*Passage for review*:
- Opening Delimiter -

Rajya Sabha returns Taxation Laws (Amendment) Bill after discussion

Union Finance Minister Nirmala Sitharaman said that the bill was brought in the wake of Supreme Court’s judgments. She said that the Sovereign rights of India to tax will remain intact and there will be no dilution in it with this legislation. 

Created On: Aug 10, 2021 17:32 IST
Nirmala Sitharaman
Nirmala Sitharaman

The Rajya Sabha on August 9, 2021 returned the Taxation Laws (Amendment) Bill, 2021 after a brief discussion. Taxation Laws (Amendment) Bill, 2021 seeks to withdraw tax demands made under the 2012 retrospective tax legislation to tax the indirect transfer of Indian assets

Union Finance Minister Nirmala Sitharaman said that the bill was brought in the wake of Supreme Court’s judgments. She said that the Sovereign rights of India to tax will remain intact and there will be no dilution in it with this legislation. 

The Opposition including Congress, TMC, DMK and Left parties had staged a walkout during the discussion and passage of the bill saying that there was not enough time for members to prepare for a discussion on the  legislation.

The Taxation Laws (Amendment) Bill, 2021 seeks to amend the Income-Tax Act, 1961, and the Finance Act, 2012 and withdraw contentious retrospective tax demand provision.

- Closing Delimiter -

*Dataset excerpt*:
- Opening Delimiter -

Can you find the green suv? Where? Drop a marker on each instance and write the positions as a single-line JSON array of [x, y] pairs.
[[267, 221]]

- Closing Delimiter -

*About this exercise*:
Answer these questions from the article on the Taxation Laws (Amendment) Bill.
(a) On what date did the Rajya Sabha return the bill?
(b) Which two acts does the bill seek to amend?
(c) What reason did the Opposition give for its walkout?
Use only the article on the Taxation Laws (Amendment) Bill.

*The answer*:
(a) August 9, 2021
(b) The Income-Tax Act, 1961, and the Finance Act, 2012
(c) There was not enough time for members to prepare for a discussion on the legislation.